### Source document ###

Gainesville was ranked Monday as the one of the most LGBTQ-inclusive cities in Florida.
In the Human Rights Campaign’s 2016 Municipal Equality Index, Gainesville was ranked sixth most inclusive to members of the LGBTQ+ community, based on how anti-discrimination policy is handled by local government and law enforcement, according to a media release.
The top cities were Miami Beach, Orlando, St. Petersburg, West Palm Beach and Wilton Manors, all with perfect scores of 100 points. Gainesville earned 98 points.
Terry Fleming, the co-president of the Pride Community Center of North Central Florida, said Gainesville’s ranking was well-deserved.
Just this year, he said, both Gainesville Police and the Alachua County Sheriff’s Office hired three LGBTQ+ liaisons to allow members of the community to directly contact law enforcement when faced with discrimination, he said.
In 2008, Flemings said, Gainesville became the first city in the U.S. to uphold anti-discrimination policies specifically aimed toward transgender people.
“That speaks volumes for what Gainesville is like when you hear about the battles being fought in North Carolina or Indiana and other places struggling to pass protections,” he said. “Gainesville was the first place to get that done.”
Although she’s glad that the city received such a high ranking, Carolyna Guillen, the president of UF’s Pride Student Union, said she doesn’t feel Gainesville is as inclusive as UF.
Of the several services and programs offered to LGBTQ+ students, she said the Trans Resource Network may be the most important to students beginning their gender transitions.
“We see a lot of youth who are transitioning during college, and to have a resource available to them that can help with name changes, hormone therapy and counseling is so wonderful,” she said. “Too wonderful for me to express.”
Services like the Trans Resource Network, a new permanent Pulse shooting memorial to be installed at the Reitz Union and gender-neutral bathrooms are all small steps toward making UF as inclusive as it can be, she said.
“These are all efforts that help make UF more inclusive and welcoming of our community; however, there’s always more to be done,” she said. “UF has made long strides, but the walk isn’t over.”

### Source material ###

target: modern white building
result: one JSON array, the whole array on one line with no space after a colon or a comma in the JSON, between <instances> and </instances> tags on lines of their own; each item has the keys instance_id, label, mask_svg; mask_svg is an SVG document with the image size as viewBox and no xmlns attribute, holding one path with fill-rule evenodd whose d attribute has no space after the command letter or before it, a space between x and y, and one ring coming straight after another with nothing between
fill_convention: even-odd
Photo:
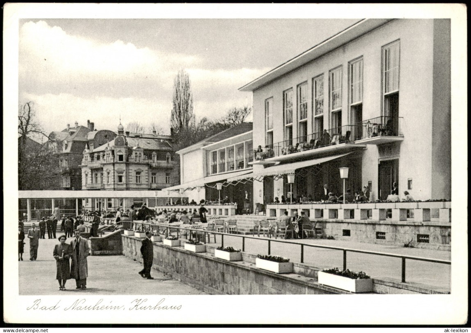
<instances>
[{"instance_id":1,"label":"modern white building","mask_svg":"<svg viewBox=\"0 0 471 333\"><path fill-rule=\"evenodd\" d=\"M237 203L238 214L246 202L252 207L252 183L230 181L252 173L252 123L242 123L176 152L180 155L180 184L164 191L179 192L189 201L219 202L217 184L220 183L221 198L227 196L230 202Z\"/></svg>"},{"instance_id":2,"label":"modern white building","mask_svg":"<svg viewBox=\"0 0 471 333\"><path fill-rule=\"evenodd\" d=\"M240 88L266 147L236 178L263 177L254 204L286 197L287 174L295 196L339 195L341 166L373 200L395 182L401 198L450 199L450 39L449 19L364 19Z\"/></svg>"}]
</instances>

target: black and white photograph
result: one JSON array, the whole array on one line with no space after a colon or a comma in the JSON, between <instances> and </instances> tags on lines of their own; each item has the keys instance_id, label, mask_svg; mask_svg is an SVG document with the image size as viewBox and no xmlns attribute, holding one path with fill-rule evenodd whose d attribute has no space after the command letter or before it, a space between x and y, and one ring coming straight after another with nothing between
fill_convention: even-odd
<instances>
[{"instance_id":1,"label":"black and white photograph","mask_svg":"<svg viewBox=\"0 0 471 333\"><path fill-rule=\"evenodd\" d=\"M7 4L4 321L465 323L466 24Z\"/></svg>"}]
</instances>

###

## Task statement
Could you print the passage of the Gainesville ranking article from "Just this year, he" up to and including "inclusive as UF.", word for word?

## Answer below
Just this year, he said, both Gainesville Police and the Alachua County Sheriff’s Office hired three LGBTQ+ liaisons to allow members of the community to directly contact law enforcement when faced with discrimination, he said.
In 2008, Flemings said, Gainesville became the first city in the U.S. to uphold anti-discrimination policies specifically aimed toward transgender people.
“That speaks volumes for what Gainesville is like when you hear about the battles being fought in North Carolina or Indiana and other places struggling to pass protections,” he said. “Gainesville was the first place to get that done.”
Although she’s glad that the city received such a high ranking, Carolyna Guillen, the president of UF’s Pride Student Union, said she doesn’t feel Gainesville is as inclusive as UF.